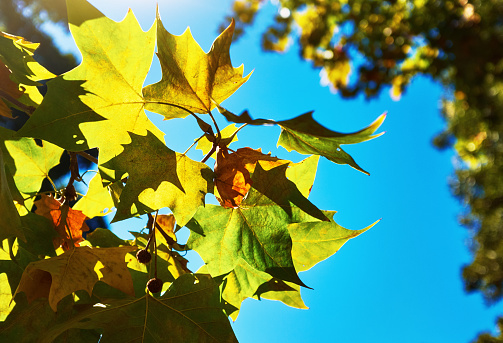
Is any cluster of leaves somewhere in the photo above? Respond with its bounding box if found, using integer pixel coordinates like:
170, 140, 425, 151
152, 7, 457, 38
0, 0, 384, 342
226, 0, 503, 314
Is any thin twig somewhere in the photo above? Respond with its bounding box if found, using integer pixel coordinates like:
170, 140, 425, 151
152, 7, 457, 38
77, 151, 98, 164
201, 142, 217, 163
208, 111, 222, 144
152, 210, 159, 279
145, 101, 210, 132
0, 90, 35, 115
182, 134, 204, 155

------------------------------------------------

What the task asks: Copy all of the data above word for word, leaving out the pictures.

Answer for this exercise:
Is any cluster of leaves somewhere in the photo above? Respond with its bounding box if found, using integer pixel coordinates like:
170, 140, 425, 151
152, 7, 457, 38
0, 0, 384, 342
226, 0, 503, 314
Is any thin twig somewhere in the photo above? Respond with its bounding box if found, using integer pixel coordinates like:
170, 140, 425, 151
152, 7, 457, 38
77, 151, 98, 164
201, 142, 217, 163
208, 111, 222, 144
152, 210, 159, 279
145, 101, 210, 132
0, 90, 35, 115
182, 134, 204, 155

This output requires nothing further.